Zu erledigende Aufgaben:
A - Kopiere aus dem Forenbeitrag zu Far Cry 5 einen Abschnitt wörtlich: Fang bei den Worten „## Hitchell2377 (20.“ an und hör nach „Danke im Voraus!“ auf.
B - Schreib den Forenbeitrag zur Far-Cry-5-Mission Jähzorn im Anschluss an seinen letzten Satz weiter.

━━━ Vorliegender Text ━━━

# Far Cry 5 - Mission Jähzorn



## Hitchell2377 (20. Mai 2018)

*Far Cry 5 - Mission Jähzorn*

Habe ein selbstgemachtes  Problem: John in der Luft zu bekämpfen, war mir zu umständlich. Also wollte ich ihn mit dem LMG vom Boden aus abschießen und bin mit dem Gleitschirm abgesprungen. Hat nicht geklappt, jetzt sitze ich am Boden fest und bekomme die Meldung, daß ich mir irgendwo, wo es Flugzeuge gibt, eins besorgen und John abschießen soll. Bei Nick´s Aviation steht kein Flugzeug und ich weiß nicht, wo ich eins herbekomme. Am liebsten würde ich die ganze Mission abbrechen, aber das geht auch nicht. Das Menü läßt es nicht zu, und wenn ich mich freiwillig abschießen lasse, tauche ich am Boden auf dem Flugplatz wieder auf. Meine Fragen: Kann ich diese Mission irgendwie abbrechen? Wo kriege ich ein kampffähiges Fluzeug her? Kann ich bei der PC-Version irgendwo alte Spielstände laden? Danke im Voraus!

━━━ Angezeigte Zeilen ━━━

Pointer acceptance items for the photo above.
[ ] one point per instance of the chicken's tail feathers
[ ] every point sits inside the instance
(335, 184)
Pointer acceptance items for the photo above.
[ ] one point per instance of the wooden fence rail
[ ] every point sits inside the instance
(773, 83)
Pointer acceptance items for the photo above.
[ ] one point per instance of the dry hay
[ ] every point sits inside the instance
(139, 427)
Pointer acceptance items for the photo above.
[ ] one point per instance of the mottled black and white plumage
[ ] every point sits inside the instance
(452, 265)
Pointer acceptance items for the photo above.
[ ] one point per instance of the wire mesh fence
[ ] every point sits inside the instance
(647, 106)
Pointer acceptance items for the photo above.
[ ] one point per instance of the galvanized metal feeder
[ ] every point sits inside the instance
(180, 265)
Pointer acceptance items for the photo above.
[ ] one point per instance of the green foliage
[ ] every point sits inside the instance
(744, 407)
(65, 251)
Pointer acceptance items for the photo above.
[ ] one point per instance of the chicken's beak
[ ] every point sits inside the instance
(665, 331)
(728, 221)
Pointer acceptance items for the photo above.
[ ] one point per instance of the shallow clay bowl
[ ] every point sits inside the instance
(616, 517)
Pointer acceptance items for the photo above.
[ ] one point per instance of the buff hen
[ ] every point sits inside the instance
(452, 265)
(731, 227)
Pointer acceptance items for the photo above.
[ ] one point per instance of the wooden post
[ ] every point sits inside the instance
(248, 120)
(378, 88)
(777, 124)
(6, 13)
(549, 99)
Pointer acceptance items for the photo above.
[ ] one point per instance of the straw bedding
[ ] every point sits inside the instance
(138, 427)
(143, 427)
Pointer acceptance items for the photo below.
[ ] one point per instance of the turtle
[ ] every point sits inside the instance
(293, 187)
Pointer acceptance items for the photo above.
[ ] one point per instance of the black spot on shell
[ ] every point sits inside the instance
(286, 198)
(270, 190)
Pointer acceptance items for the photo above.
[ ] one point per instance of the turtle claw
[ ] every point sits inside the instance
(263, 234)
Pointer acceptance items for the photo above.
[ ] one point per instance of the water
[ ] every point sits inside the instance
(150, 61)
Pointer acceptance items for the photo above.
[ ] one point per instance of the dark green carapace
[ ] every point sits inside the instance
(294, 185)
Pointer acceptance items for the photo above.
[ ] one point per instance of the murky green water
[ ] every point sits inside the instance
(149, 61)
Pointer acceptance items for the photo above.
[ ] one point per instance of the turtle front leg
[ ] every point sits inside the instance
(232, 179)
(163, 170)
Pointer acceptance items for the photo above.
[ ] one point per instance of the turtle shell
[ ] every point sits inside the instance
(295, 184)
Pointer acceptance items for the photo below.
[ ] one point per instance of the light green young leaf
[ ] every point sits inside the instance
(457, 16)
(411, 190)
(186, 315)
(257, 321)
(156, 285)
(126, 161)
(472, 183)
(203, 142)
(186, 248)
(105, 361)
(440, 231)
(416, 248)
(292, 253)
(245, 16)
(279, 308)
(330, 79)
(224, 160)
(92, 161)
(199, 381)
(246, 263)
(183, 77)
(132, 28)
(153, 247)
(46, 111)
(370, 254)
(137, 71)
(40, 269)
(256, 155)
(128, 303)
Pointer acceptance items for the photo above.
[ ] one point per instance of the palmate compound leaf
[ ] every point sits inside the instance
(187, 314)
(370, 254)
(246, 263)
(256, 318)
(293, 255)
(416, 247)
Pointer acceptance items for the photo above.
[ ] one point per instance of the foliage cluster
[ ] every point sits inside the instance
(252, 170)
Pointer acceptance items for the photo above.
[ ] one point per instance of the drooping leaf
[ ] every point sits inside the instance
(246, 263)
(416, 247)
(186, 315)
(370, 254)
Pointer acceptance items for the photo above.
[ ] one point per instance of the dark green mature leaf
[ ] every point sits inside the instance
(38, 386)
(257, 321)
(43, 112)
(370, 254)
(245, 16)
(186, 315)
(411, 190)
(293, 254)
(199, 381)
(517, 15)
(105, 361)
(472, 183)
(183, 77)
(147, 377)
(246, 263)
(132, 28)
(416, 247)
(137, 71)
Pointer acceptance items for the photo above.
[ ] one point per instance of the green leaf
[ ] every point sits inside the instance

━━━

Antworten je Aufgabe:
A -
## Hitchell2377 (20. Mai 2018)

*Far Cry 5 - Mission Jähzorn*

Habe ein selbstgemachtes  Problem: John in der Luft zu bekämpfen, war mir zu umständlich. Also wollte ich ihn mit dem LMG vom Boden aus abschießen und bin mit dem Gleitschirm abgesprungen. Hat nicht geklappt, jetzt sitze ich am Boden fest und bekomme die Meldung, daß ich mir irgendwo, wo es Flugzeuge gibt, eins besorgen und John abschießen soll. Bei Nick´s Aviation steht kein Flugzeug und ich weiß nicht, wo ich eins herbekomme. Am liebsten würde ich die ganze Mission abbrechen, aber das geht auch nicht. Das Menü läßt es nicht zu, und wenn ich mich freiwillig abschießen lasse, tauche ich am Boden auf dem Flugplatz wieder auf. Meine Fragen: Kann ich diese Mission irgendwie abbrechen? Wo kriege ich ein kampffähiges Fluzeug her? Kann ich bei der PC-Version irgendwo alte Spielstände laden? Danke im Voraus!

B -
----------



## MichaelG (20. Mai 2018)

John abschießen ist ja nun wirklich eine absolut simple Sache. Sehe darin echt keine Probleme. Geh doch einfach zu einem der Standpunkte auf der Map wo ein Flugzeug eingezeichnet ist und hole dort am Schalter ein Flugzeug ab oder kaufe eines.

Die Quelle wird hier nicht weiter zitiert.